Extract ::
◇ ◇ ◇ ◇ ◇
Review: ‘Brainwashed: Sex-Camera-Power,’ starring Nina Menkes

October 22, 2022

by Carla Hay

Nina Menkes in “Brainwashed: Sex-Camera-Power” (Photo by Hugo Wong/Kino Lorber)

“Brainwashed: Sex-Camera-Power”

Directed by Nina Menkes

Culture Representation: In the documentary film “Brainwashed: Sex-Camera-Power,” American filmmaker Nina Menkes and a group of filmmakers and film/culture experts (predominantly white, with some African American, Asians and Latinas) discuss how the male-dominated film industry affects the way that women are depicted on-screen in movies.

Culture Clash: The documentary shows examples of how the “male gaze” of male directors and other male filmmakers often portray women as sex objects instead of fully formed human beings.

Culture Audience: “Brainwashed: Sex-Camera-Power” will appeal primarily to people who are interested in filmmaking and seeing how misogyny and sexism against women are ingrained in many movies.

Nina Menkes looks at a photo still of “The Lady From Shanghai” star Rita Hayworth in “Brainwashed: Sex-Camera-Power” (Photo courtesy of Kino Lorber)

“Brainwashed: Sex-Camera-Power” will undoubtedly make some viewers uncomfortable in how it clearly demonstrates why misogyny and the objectification of women in movies are so pervasive. This documentary should be required viewing for anyone who cares about how manipulated images in movies can play a role in enabling sexism against women in society. Although some people might be in denial about it, the fact is that movies have a great deal of influence in how people behave, how they want to be perceived, and how they treat other people in real life.
◇ ◇ ◇ ◇ ◇
Exercise task ::
Pick up the review of the documentary "Brainwashed: Sex-Camera-Power" where it stops, and continue it in the same style.

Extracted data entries
◇ ◇ ◇ ◇ ◇
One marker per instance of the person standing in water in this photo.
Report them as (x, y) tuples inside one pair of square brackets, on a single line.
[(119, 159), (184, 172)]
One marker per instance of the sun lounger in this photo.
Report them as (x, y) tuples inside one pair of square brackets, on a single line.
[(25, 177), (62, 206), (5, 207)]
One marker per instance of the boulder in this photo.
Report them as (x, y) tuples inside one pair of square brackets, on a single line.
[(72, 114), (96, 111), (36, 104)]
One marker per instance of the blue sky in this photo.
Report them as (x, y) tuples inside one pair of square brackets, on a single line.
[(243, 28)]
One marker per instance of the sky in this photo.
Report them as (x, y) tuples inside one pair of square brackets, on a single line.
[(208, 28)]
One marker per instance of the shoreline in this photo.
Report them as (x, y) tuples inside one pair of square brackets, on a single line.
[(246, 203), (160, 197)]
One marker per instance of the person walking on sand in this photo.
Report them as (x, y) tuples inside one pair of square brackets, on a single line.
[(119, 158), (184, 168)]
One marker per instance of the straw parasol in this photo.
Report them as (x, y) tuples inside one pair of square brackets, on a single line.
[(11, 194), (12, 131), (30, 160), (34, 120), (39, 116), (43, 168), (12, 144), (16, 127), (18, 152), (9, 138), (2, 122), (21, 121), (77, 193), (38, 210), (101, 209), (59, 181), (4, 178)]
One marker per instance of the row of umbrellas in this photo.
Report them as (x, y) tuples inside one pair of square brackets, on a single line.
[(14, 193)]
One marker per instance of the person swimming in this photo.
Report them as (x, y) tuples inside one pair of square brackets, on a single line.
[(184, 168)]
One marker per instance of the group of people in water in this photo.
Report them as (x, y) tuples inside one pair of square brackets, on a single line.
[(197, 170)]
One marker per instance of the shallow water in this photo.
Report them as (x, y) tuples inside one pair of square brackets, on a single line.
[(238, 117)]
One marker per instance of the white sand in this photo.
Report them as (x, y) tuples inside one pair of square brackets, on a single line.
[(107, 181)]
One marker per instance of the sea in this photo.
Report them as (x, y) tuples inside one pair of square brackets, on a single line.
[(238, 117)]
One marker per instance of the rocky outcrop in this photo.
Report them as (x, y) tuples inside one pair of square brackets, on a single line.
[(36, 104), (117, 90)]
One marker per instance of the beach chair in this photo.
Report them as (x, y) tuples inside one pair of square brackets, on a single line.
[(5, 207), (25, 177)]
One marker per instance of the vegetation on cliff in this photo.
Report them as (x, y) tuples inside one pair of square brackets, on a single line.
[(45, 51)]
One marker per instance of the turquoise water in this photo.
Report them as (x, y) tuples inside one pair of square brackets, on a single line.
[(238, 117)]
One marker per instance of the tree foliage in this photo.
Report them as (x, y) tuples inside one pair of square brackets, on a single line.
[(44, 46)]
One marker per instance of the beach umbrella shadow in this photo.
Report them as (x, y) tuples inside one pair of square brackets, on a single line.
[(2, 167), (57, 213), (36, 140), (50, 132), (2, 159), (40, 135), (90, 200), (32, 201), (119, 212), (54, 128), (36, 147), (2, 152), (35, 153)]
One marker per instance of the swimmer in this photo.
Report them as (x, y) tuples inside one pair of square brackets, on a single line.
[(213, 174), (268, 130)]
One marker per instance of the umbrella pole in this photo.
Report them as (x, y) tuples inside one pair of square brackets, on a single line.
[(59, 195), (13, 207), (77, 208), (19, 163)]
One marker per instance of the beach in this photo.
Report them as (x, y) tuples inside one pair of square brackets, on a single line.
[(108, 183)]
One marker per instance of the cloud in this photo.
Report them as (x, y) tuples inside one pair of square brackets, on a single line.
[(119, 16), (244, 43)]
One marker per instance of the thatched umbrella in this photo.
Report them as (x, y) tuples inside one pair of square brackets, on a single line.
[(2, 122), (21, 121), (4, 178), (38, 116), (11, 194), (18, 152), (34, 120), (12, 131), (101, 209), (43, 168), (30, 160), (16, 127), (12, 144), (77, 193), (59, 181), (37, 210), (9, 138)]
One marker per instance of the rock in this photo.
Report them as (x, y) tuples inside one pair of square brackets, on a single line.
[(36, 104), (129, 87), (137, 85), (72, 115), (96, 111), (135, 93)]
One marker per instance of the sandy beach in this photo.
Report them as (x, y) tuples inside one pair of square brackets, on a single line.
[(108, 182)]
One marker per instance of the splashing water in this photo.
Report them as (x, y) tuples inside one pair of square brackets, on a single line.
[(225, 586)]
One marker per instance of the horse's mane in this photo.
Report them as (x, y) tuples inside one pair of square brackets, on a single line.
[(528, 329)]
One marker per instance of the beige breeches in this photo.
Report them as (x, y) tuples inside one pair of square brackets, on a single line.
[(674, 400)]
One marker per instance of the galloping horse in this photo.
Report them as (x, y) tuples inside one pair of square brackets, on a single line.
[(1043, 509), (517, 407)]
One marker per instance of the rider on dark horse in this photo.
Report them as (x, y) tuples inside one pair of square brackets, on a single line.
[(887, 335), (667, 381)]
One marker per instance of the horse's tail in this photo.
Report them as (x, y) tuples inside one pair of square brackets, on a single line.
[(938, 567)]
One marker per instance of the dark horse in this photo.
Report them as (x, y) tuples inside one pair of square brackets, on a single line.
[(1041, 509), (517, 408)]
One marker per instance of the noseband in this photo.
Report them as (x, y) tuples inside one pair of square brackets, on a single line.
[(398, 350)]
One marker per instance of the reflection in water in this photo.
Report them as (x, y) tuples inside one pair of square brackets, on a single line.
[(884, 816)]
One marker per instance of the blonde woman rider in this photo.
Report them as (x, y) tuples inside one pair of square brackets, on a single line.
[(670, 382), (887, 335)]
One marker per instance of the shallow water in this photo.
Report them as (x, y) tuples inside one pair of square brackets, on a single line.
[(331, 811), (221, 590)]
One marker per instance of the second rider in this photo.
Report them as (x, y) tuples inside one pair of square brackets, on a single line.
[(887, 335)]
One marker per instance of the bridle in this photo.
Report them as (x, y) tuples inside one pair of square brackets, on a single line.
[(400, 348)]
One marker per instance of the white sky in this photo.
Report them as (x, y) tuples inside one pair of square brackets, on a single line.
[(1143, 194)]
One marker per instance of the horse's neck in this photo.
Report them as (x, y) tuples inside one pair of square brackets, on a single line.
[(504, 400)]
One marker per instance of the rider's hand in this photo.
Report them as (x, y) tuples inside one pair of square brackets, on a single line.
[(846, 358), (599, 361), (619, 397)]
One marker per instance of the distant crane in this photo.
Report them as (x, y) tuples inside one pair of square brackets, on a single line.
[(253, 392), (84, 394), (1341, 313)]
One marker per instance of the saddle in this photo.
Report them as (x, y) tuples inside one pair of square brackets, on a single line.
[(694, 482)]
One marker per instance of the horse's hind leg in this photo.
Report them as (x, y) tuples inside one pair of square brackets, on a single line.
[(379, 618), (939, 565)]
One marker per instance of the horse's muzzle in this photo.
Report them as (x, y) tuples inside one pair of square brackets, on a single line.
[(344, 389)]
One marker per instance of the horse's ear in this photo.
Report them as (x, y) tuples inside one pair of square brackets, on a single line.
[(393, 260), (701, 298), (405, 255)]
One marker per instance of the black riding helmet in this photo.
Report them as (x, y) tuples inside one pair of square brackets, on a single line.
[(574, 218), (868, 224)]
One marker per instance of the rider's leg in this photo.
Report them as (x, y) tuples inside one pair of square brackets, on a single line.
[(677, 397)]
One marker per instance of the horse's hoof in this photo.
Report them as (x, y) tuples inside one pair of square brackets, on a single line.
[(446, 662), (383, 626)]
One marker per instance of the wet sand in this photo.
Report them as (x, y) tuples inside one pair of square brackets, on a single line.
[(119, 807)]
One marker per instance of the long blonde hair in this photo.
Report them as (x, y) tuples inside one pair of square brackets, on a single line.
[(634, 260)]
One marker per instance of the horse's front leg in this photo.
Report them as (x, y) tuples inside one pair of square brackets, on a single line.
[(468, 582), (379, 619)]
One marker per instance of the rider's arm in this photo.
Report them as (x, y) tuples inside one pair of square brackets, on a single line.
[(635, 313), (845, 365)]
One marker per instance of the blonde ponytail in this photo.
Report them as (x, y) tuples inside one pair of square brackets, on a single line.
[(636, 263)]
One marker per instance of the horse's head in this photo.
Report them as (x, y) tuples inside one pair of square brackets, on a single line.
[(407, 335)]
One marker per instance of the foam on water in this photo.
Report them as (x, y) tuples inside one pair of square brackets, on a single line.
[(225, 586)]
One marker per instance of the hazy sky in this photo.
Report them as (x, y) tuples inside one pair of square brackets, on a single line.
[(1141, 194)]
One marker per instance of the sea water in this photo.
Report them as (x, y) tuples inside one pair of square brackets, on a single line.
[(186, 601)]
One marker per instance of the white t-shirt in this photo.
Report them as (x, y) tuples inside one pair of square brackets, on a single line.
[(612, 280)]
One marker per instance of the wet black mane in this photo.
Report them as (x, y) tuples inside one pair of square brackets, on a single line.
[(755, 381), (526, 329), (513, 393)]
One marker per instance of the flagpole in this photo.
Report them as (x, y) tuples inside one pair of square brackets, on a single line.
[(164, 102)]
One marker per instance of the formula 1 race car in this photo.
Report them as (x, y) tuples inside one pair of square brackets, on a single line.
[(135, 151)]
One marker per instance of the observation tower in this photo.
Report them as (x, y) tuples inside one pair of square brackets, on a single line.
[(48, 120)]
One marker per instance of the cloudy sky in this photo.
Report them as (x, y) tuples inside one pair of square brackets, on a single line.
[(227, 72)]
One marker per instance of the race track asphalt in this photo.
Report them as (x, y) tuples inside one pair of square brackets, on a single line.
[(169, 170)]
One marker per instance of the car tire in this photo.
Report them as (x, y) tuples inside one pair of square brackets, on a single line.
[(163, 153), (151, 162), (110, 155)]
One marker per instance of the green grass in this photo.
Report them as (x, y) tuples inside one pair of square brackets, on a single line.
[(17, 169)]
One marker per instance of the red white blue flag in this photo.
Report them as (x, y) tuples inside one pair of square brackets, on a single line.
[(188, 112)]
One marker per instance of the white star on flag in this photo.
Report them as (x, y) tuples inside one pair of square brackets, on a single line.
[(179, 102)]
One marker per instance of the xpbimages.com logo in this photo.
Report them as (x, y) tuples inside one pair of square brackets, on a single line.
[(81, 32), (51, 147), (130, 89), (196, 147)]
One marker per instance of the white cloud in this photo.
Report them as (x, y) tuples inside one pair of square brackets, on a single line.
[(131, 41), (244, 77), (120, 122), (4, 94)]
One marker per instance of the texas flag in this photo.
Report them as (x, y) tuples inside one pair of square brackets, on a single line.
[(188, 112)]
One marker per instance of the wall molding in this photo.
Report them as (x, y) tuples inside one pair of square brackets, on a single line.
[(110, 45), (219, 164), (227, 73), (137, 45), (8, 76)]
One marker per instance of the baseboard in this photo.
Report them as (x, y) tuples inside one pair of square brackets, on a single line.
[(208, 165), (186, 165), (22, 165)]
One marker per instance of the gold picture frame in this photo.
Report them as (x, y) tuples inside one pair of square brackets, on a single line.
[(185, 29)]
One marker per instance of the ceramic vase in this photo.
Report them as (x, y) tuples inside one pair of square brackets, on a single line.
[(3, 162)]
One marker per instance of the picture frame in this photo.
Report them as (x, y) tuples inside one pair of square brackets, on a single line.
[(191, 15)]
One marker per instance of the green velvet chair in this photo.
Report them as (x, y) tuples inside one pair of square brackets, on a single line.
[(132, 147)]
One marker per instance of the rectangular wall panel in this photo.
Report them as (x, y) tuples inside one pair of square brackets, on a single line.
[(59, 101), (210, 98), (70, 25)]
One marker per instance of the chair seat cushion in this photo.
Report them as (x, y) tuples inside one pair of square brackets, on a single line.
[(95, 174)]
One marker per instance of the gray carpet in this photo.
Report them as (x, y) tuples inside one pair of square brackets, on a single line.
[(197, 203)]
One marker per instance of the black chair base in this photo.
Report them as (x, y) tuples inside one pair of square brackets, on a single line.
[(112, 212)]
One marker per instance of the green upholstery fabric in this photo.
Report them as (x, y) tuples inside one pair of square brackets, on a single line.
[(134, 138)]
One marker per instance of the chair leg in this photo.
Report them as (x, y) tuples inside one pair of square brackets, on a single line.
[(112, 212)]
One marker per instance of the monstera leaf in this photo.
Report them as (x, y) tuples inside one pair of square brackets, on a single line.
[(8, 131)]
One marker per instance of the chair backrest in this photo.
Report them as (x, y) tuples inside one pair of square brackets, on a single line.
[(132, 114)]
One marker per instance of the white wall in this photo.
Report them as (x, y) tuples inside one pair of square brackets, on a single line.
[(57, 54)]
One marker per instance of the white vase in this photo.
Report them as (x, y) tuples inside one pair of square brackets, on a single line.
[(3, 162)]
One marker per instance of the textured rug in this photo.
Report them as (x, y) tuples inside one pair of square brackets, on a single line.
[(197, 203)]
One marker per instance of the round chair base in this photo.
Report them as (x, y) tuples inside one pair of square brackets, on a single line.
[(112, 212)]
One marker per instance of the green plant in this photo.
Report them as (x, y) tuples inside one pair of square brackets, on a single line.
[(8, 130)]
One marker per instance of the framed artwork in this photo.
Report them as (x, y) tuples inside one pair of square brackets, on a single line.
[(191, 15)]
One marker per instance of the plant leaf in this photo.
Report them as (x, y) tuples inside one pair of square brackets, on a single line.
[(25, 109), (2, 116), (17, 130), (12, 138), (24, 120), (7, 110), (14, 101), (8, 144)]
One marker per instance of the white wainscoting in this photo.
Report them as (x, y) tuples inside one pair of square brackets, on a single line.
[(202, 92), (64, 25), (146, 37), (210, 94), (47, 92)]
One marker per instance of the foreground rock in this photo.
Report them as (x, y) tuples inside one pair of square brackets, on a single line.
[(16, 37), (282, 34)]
◇ ◇ ◇ ◇ ◇
Final result ::
Directed by Nina Menkes, a filmmaker who often makes speaking appearances about sexism in cinema, “Brainwashed: Sex-Camera-Power” has interviews with several film experts, but the movie is also partially formatted like a university lecture, which might be somewhat of a turnoff to some viewers of this documentary. The movie’s lecture scenes (from Menkes’ presentation “Sex and Power, the Visual Language of Cinema”) were filmed at Walt Disney Modular Theater at the California Institute of the Arts. Menkes speaks on stage and shows several movie clips on a video projection screen as examples of how the “male gaze” in filmmaking has resulted in sometimes subtle, sometimes obvious ways of how women are exploited and objectified on screen.

And the images of women often are far from empowering: Women on camera in movies are all too often being portrayed as subservient to men or existing mainly to please men. With some exceptions, when men and women co-star in a movie together and get equal billing, the men usually get more dialogue and screen time than the women. And in non-pornographic movies, women are expected to get fully naked on camera a lot more than men are expected to get fully naked. Menkes and the documentary do not put the blame only on male filmmakers for perpetuating this type of sexism in cinema, because it’s pointed out that some female filmmakers are just as guilty of the same sexism against women.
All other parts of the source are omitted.